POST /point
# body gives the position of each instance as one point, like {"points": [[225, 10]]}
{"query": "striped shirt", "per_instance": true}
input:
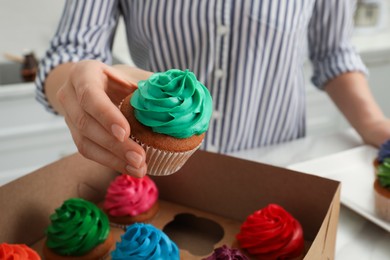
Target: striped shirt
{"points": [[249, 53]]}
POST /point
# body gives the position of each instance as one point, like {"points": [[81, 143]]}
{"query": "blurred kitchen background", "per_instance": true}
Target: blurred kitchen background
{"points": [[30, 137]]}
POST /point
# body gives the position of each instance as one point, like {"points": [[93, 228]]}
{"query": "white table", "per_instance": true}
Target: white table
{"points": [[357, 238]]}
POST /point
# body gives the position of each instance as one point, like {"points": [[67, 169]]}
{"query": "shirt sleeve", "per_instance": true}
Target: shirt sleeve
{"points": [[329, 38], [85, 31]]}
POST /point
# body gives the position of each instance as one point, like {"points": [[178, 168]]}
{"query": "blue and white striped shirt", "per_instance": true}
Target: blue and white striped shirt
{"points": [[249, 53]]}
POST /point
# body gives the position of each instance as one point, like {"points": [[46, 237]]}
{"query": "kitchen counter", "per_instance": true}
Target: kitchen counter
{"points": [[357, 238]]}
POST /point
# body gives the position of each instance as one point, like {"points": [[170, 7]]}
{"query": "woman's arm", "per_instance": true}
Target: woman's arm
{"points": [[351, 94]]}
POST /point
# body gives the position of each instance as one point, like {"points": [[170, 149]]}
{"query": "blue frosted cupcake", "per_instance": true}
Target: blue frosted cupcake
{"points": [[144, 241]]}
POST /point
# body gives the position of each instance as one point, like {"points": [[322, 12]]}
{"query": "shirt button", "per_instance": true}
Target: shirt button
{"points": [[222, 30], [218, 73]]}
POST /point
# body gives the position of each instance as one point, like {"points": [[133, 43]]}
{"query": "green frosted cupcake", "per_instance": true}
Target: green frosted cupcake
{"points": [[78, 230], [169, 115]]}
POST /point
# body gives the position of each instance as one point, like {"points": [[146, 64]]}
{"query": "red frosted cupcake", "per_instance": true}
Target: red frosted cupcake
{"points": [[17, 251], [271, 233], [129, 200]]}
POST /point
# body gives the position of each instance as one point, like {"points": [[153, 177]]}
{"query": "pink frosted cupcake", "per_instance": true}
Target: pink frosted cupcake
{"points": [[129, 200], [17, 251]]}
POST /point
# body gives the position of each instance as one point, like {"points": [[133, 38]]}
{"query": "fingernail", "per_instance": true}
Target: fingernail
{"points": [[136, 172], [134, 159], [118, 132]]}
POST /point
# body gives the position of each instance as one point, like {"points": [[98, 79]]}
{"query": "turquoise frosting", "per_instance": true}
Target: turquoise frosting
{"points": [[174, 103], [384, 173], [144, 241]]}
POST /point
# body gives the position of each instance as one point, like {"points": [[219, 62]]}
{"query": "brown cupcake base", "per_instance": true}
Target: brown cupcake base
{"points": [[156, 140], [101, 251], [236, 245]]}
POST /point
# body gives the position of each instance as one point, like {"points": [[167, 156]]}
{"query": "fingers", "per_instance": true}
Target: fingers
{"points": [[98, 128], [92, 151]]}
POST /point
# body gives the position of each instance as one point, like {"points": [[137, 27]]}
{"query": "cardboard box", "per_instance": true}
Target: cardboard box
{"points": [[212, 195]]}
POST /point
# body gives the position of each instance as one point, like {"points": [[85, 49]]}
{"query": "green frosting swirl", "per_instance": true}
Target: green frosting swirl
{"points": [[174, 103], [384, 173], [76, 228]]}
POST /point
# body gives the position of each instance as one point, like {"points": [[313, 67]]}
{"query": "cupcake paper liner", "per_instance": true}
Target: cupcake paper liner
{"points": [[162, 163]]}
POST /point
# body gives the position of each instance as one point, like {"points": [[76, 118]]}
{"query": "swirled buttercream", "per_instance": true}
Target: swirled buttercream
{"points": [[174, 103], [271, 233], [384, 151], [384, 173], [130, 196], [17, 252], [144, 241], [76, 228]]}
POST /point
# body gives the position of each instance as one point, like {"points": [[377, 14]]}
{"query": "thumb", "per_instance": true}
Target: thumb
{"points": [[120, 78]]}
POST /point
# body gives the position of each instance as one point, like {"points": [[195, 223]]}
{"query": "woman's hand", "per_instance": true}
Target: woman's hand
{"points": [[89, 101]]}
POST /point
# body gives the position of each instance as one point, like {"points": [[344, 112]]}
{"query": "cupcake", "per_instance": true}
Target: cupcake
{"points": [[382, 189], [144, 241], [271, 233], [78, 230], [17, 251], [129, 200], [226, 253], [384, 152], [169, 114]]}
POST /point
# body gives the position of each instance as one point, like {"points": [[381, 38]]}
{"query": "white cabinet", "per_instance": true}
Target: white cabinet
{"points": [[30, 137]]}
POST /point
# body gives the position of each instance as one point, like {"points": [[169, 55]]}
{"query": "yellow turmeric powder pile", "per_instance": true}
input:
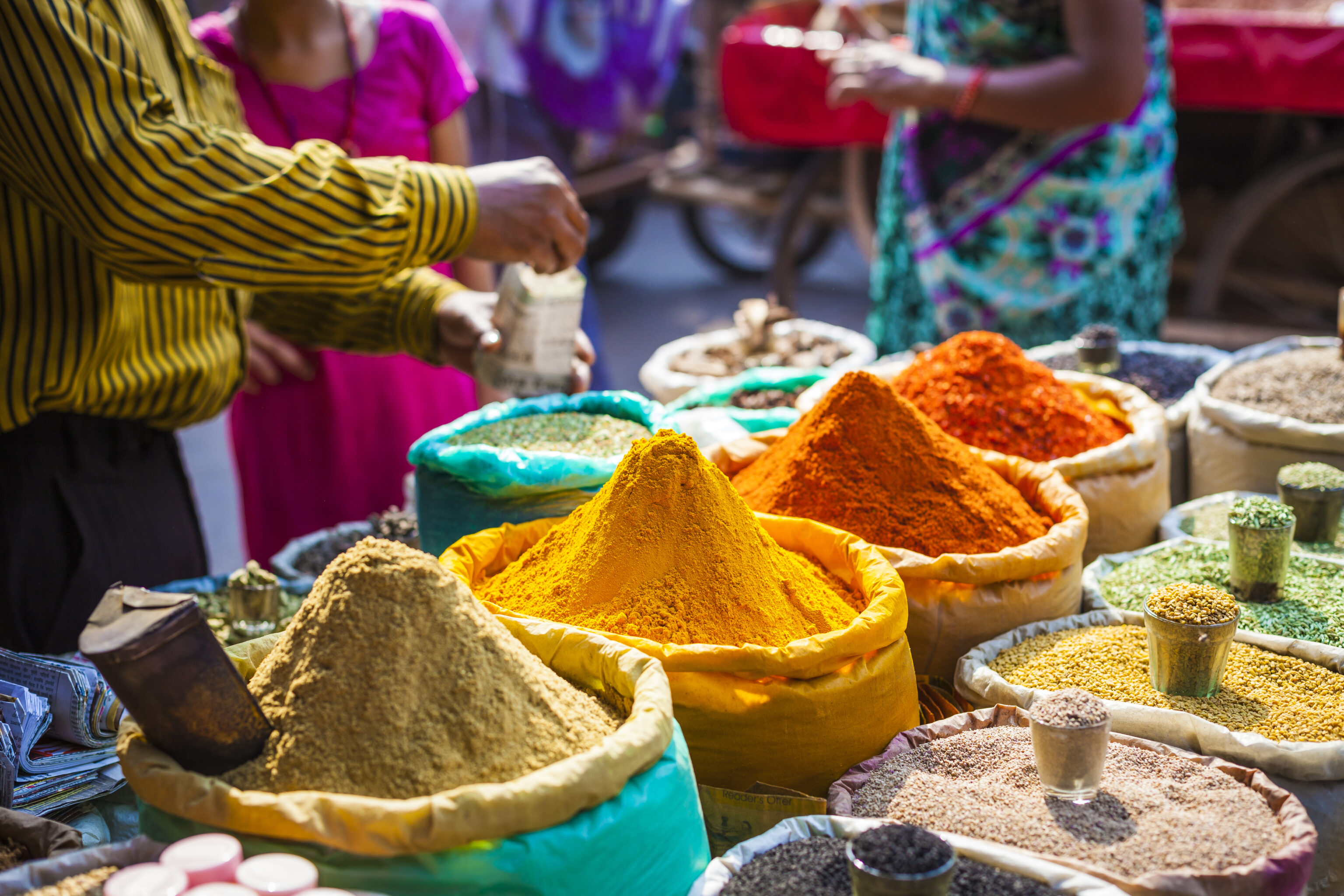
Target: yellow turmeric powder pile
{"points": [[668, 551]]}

* * * * * * * * *

### What you are asked to do
How many lines in the data above contain the string "cabinet", with case counting? Reply with the number alone.

### Answer to this task
2